Start of Text provided
Americans make 141 million trips to the emergency room each year. Patients only learn how much their care costs after they leave and receive a bill — which can often be surprisingly high.
Vox’s engagement, interactive, and editorial teams worked together to collect and analyze 2,100 bills from all 50 states and the District of Columbia. We built a custom database that let us collect bills securely, and design search queries specific to our reporting.
This database also formed the foundation of our community of patients. We piped the email addresses collected from this form into a newsletter list that let us engage with our community, ask for guidance, and mobilize into a grass-roots sharing network throughout the duration of the project. An advisory network of more than 200 medical professionals, collected via Google Forms, provided us with expert guidance and perspective.
End of Text provided
:: Exercise set ::
**1.** From the text about emergency room bills, copy the passage from "This database also" up to and including "guidance and perspective.".
**2.** According to the text about emergency room bills, how many medical professionals were in the advisory network?
**3.** Continue the text about emergency room bills, starting after its last sentence.
Start of Supplied records
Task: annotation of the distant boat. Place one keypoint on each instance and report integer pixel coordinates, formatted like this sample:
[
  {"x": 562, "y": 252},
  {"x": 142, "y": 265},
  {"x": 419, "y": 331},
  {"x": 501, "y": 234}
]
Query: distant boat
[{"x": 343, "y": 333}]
End of Supplied records
Start of Supplied records
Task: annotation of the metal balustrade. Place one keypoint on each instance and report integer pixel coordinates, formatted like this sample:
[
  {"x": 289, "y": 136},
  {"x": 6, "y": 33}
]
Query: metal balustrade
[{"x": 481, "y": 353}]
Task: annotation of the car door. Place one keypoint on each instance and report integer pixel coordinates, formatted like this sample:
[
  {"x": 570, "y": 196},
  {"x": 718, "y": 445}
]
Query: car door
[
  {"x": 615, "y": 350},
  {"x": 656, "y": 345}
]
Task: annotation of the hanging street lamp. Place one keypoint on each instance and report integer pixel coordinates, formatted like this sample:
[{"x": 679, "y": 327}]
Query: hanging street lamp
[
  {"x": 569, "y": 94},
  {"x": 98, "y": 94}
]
End of Supplied records
Start of Supplied records
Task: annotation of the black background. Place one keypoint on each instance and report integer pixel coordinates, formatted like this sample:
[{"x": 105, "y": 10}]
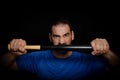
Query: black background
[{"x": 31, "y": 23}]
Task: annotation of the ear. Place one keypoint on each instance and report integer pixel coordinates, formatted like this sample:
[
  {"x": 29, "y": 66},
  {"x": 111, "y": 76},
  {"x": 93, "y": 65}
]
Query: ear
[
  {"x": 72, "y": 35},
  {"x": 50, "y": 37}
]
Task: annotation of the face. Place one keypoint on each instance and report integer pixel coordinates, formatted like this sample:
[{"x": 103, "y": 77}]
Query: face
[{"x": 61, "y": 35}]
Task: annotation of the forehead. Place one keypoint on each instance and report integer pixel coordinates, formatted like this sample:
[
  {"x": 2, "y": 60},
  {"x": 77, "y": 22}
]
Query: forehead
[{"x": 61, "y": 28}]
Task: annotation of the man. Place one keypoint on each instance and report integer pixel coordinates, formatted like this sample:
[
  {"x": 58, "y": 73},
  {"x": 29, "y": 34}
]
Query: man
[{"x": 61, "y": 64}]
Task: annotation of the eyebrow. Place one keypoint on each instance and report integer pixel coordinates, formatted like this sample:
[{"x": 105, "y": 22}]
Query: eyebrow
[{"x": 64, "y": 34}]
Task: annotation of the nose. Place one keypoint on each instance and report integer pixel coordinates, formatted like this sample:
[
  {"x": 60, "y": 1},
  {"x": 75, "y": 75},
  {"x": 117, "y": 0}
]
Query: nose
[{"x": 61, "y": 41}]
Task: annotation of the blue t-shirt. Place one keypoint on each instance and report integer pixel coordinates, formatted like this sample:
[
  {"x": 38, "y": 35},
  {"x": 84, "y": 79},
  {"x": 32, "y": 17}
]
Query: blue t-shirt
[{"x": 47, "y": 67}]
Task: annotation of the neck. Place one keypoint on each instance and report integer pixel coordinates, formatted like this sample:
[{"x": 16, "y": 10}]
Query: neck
End of Supplied records
:: Answers by item ::
**1.**
This database also formed the foundation of our community of patients. We piped the email addresses collected from this form into a newsletter list that let us engage with our community, ask for guidance, and mobilize into a grass-roots sharing network throughout the duration of the project. An advisory network of more than 200 medical professionals, collected via Google Forms, provided us with expert guidance and perspective.

**2.** More than 200 medical professionals.

**3.**
We published dozens of stories that led to changes in hospital billing practices, the cancellation of more than $100,000 in patient medical debt, and inspired state and national legislative proposals. We’ve seen the most change in California. Zuckerberg San Francisco General Hospital, a facility that made the rare decision to be out-of-network with all private health insurance plans, overhauled its billing practices; legislation that would bar California hospitals from pursuing charges beyond a patient’s regular copayment or deductible is making its way through committee.
Collectively, the stories were viewed more than 15 million times across our website and Apple News, validating the enormous public interest in this topic. Near the end of the investigation, we opened our database to local reporters and academic researchers and involved the community at every step.